▶ **Exercise description**
Down to the last line, output the records below exactly.

(Records from a data collection)
══════════
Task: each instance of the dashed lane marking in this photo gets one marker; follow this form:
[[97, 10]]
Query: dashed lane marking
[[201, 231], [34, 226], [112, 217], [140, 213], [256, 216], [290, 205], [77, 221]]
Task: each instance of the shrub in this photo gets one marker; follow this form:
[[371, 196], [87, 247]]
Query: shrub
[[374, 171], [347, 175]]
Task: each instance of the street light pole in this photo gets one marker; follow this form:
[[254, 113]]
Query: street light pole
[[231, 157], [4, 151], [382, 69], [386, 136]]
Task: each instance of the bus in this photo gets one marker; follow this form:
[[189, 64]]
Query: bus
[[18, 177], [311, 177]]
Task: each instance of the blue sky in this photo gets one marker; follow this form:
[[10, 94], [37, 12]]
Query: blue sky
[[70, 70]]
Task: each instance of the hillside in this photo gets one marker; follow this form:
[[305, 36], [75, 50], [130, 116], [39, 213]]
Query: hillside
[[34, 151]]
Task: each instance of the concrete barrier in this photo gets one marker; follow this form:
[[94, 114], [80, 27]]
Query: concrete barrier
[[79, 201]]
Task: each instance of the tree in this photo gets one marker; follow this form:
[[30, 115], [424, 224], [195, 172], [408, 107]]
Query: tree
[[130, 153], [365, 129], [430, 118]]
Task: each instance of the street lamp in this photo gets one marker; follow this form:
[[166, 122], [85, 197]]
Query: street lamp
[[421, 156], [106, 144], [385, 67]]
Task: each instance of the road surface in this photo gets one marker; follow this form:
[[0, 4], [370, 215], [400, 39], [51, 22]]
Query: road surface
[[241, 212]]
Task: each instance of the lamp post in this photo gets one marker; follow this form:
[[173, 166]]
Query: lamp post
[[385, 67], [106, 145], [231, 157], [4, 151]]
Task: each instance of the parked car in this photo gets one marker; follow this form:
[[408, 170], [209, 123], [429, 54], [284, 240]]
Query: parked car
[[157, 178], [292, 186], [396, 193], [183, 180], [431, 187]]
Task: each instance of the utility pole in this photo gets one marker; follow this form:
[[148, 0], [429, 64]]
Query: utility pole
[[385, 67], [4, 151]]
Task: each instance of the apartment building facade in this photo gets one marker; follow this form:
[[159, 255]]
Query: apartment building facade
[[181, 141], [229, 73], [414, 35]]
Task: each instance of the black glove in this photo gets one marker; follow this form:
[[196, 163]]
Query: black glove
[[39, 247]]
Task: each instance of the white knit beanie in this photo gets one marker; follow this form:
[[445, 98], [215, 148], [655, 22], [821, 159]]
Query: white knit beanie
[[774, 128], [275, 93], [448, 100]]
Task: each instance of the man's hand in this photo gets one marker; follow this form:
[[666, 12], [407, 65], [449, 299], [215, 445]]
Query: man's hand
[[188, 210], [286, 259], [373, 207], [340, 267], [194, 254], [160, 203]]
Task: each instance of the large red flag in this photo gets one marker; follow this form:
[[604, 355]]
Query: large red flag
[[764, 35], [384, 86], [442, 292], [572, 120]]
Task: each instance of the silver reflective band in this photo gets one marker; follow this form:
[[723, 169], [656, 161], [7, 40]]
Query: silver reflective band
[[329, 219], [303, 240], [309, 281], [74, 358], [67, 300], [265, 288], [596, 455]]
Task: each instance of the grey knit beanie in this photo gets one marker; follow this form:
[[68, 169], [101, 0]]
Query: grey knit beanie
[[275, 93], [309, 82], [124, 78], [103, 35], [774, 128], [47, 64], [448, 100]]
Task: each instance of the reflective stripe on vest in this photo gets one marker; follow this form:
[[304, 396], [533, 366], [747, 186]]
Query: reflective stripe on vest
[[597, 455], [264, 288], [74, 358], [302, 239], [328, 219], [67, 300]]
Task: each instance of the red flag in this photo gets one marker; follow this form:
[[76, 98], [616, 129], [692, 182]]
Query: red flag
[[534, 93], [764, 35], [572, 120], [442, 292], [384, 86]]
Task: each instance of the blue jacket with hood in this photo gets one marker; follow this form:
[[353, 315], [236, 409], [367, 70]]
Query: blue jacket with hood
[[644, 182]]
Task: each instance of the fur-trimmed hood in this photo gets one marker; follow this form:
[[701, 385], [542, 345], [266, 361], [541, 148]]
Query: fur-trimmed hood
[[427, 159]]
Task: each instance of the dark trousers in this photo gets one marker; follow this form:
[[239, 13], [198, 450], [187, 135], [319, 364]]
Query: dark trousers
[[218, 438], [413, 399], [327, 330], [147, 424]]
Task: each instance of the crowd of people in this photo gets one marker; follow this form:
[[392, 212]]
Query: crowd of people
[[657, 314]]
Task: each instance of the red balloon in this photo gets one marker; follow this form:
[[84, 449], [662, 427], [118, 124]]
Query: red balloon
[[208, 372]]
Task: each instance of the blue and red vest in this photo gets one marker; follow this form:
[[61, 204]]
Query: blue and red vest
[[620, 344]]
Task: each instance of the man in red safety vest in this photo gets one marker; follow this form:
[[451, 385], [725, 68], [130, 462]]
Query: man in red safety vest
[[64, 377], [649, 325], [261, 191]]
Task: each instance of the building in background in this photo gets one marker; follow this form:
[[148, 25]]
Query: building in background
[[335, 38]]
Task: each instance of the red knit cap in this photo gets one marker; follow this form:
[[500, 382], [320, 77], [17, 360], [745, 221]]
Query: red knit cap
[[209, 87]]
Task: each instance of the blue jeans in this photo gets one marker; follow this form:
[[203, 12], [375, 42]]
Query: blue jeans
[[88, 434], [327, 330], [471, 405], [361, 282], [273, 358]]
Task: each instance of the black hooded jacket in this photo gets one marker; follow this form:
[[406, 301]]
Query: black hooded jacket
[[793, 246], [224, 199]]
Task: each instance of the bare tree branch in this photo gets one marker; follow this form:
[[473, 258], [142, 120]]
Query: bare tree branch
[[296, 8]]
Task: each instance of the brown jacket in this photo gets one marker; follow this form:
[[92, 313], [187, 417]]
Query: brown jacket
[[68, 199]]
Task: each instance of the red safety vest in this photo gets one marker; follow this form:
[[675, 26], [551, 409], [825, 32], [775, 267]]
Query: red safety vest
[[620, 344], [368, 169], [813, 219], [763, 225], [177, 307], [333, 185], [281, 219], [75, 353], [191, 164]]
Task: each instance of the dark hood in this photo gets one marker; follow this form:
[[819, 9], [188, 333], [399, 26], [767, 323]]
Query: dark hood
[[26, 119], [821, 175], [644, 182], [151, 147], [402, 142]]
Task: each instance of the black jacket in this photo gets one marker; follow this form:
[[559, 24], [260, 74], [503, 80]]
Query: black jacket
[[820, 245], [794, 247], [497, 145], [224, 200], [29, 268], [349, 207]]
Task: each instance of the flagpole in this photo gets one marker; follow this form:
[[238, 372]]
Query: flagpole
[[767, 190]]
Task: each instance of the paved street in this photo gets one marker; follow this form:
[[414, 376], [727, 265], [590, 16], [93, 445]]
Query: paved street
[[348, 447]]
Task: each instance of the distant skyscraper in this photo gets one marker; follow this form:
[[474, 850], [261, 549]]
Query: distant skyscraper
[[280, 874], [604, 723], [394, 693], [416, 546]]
══════════
▶ **Reply**
Task: each instance of the dashed lane marking in this photo gets one marker; follow this form:
[[97, 10]]
Query: dashed lane marking
[[201, 231], [34, 226], [112, 217], [140, 213], [256, 216], [290, 205], [77, 221]]
Task: each instance of the shrub in this photo gets one marker; follow this form:
[[371, 196], [87, 247]]
Query: shrub
[[374, 171], [347, 175]]
Task: each instance of the street light pole in this photo gets one marker; follow this form:
[[254, 113]]
Query: street light pole
[[231, 157], [4, 151], [382, 69], [386, 136]]
Task: each instance of the bus in this photo gets one marker; follow this form:
[[189, 64]]
Query: bus
[[18, 177], [311, 177]]
Task: each instance of the blue sky in this photo gets one marker; follow this form:
[[10, 94], [37, 12]]
Query: blue sky
[[70, 70]]
Task: each instance of the hillside in this photo gets one marker; follow this form:
[[305, 36], [75, 50], [130, 116], [39, 213]]
Query: hillside
[[34, 151]]
Task: each instance of the concrete barrier in this photo gets one marker; follow this form:
[[94, 114], [80, 27]]
Query: concrete barrier
[[79, 201]]
Task: each instance of the tree in this photo gets one marker; follow this form:
[[30, 115], [424, 224], [195, 172], [408, 107]]
Query: tree
[[130, 153], [365, 129], [430, 118]]
Task: each instance of the street lamp in this photo gets one marker; follow this form:
[[166, 122], [85, 197]]
Query: street lamp
[[421, 156], [106, 144], [385, 67]]
Task: each instance of the road surface in this photo gets one marker; follow this form:
[[0, 4], [370, 215], [400, 39], [51, 22]]
Query: road surface
[[241, 212]]
Task: each instance of the lamp post in this photo gets one marker; follow this form:
[[173, 166]]
Query: lamp post
[[385, 67], [106, 145], [231, 157], [4, 151]]
Task: each instance of the parked car in this photo gets one marker; follow this form:
[[408, 170], [209, 123], [429, 54], [284, 240]]
Query: parked car
[[157, 178], [292, 186], [396, 193], [183, 180], [431, 187]]
Task: each instance of the utility pole in this photo gets one marker; follow this form:
[[148, 0], [429, 64]]
Query: utility pole
[[385, 67], [4, 151]]
Task: each instance of the apartment building facade in this photo gets one marker; follow this form:
[[159, 255]]
Query: apartment building facade
[[181, 141], [229, 73], [414, 35]]
Task: each instance of the black glove in this photo gets one marker; follow this form:
[[196, 163]]
Query: black glove
[[39, 247]]
Task: each instance of the white knit beanie in this photo gets one marker; follow this form:
[[445, 98], [215, 148], [655, 22], [821, 159]]
Query: white knit beanie
[[774, 128], [275, 93], [448, 100]]
Task: each instance of the man's hand in this photo gets one marker; follow this form:
[[666, 12], [407, 65], [449, 299], [215, 445]]
Query: man's hand
[[188, 210], [286, 259], [373, 207], [340, 267], [194, 254], [160, 203]]
Task: each instance of the large red flag in this photo gets one marker; follow this form:
[[604, 355]]
Query: large red flag
[[764, 35], [384, 86], [442, 292], [572, 120]]
Task: each instance of the silver reflective band in this photo gets one marker; follow this form:
[[723, 169], [656, 161], [7, 40]]
Query: silver reflective band
[[329, 219], [303, 240], [309, 281], [74, 358], [67, 300], [265, 288], [596, 455]]
Task: each instance of the grey knit beanie in this photo gets one marker; follow this form:
[[68, 169], [101, 0]]
Query: grey knit beanie
[[275, 93], [309, 82], [124, 78], [103, 35], [774, 128], [47, 64], [448, 100]]
Task: each instance of the reflective stripe on vest in this photo gets one marker; follow this form:
[[304, 396], [533, 366], [747, 186]]
Query: reflective stripe on vest
[[597, 455], [264, 288], [74, 358], [302, 239], [328, 219], [67, 300]]
Task: each instance of the red flag in this photo gets one marker; follow this form:
[[76, 98], [616, 129], [692, 182]]
Query: red flag
[[534, 93], [764, 35], [572, 120], [442, 292], [384, 86]]
Task: each instance of the blue jacket with hood in this photo gets one marker; follow this form:
[[353, 315], [236, 409], [367, 70]]
Query: blue jacket with hood
[[644, 182]]
Task: each instance of the fur-trimmed hood in this photo gets one marker; follow this form:
[[701, 385], [542, 345], [266, 361], [541, 148]]
Query: fur-trimmed hood
[[427, 159]]
Task: each instance of the dark trousers in this photo gets one marker; follow this form:
[[239, 13], [198, 450], [187, 135], [319, 364]]
Query: dark trousers
[[218, 438], [413, 399], [327, 330], [147, 424]]
Task: each instance of the crowd of people in this photo gets one marker; follow this form:
[[392, 212]]
Query: crowd of people
[[657, 314]]
Task: each instance of the red balloon in this photo gets one marker; follow this form:
[[84, 449], [662, 427], [118, 124]]
Query: red balloon
[[208, 372]]
Task: each instance of the blue and red vest in this photo gets one marker; follow this form:
[[61, 204]]
Query: blue and red vest
[[620, 344]]
Task: each instance of the man in red safety vest in this photo gets one marker; follow this form:
[[451, 385], [725, 68], [130, 462]]
Query: man in red safety vest
[[64, 377], [649, 325], [261, 191]]
Task: each instance of the building in background in this photo gets one marker; follow this form:
[[148, 25]]
Query: building in background
[[335, 38]]
Task: each instance of the red knit cap in this photo gets one marker; follow this form:
[[500, 382], [320, 77], [17, 360], [745, 221]]
Query: red knit cap
[[209, 87]]
Task: each instance of the blue jeans in this photo gets one marker; follow this form:
[[203, 12], [375, 42]]
Query: blue jeans
[[88, 434], [327, 330], [471, 405], [361, 282], [273, 358]]
Task: each instance of the black hooded jacket in this photo gets one marker; follow this form:
[[406, 301]]
Query: black hooded jacket
[[793, 246], [224, 199]]
Task: each instance of the bare tree branch in this photo gets one marker; follow this form:
[[473, 258], [142, 120]]
Query: bare tree branch
[[296, 8]]
Task: each instance of the brown jacket in this photo gets one marker; follow this form:
[[92, 313], [187, 417]]
Query: brown jacket
[[68, 199]]
Task: each instance of the red safety vest in this photo gets one marker; follow this form:
[[675, 26], [551, 409], [825, 32], [775, 267]]
Query: red safety vest
[[620, 344], [368, 169], [813, 219], [763, 225], [177, 307], [333, 185], [281, 219], [75, 353], [191, 164]]
Task: each instance of the dark hood in this photo gets one marker; follow this form:
[[819, 9], [188, 333], [399, 26], [767, 323]]
Query: dark hood
[[26, 119], [821, 175], [644, 182], [151, 147], [402, 142]]
Task: each instance of the black jacket in this photo gets one marker; follow this form:
[[559, 24], [260, 74], [503, 80]]
Query: black jacket
[[820, 245], [794, 247], [497, 145], [224, 200], [29, 268], [349, 207]]
Task: each instance of the flagpole in this photo gets one marker; follow this form:
[[238, 372]]
Query: flagpole
[[767, 190]]
Task: each instance of the paved street in this photo gets one marker; follow this form:
[[414, 376], [727, 265], [590, 16], [93, 445]]
Query: paved street
[[348, 447]]
Task: each instance of the distant skyscraper in this photo gets one marker; follow this form:
[[474, 850], [261, 549]]
Query: distant skyscraper
[[280, 874], [604, 723], [394, 693], [416, 546]]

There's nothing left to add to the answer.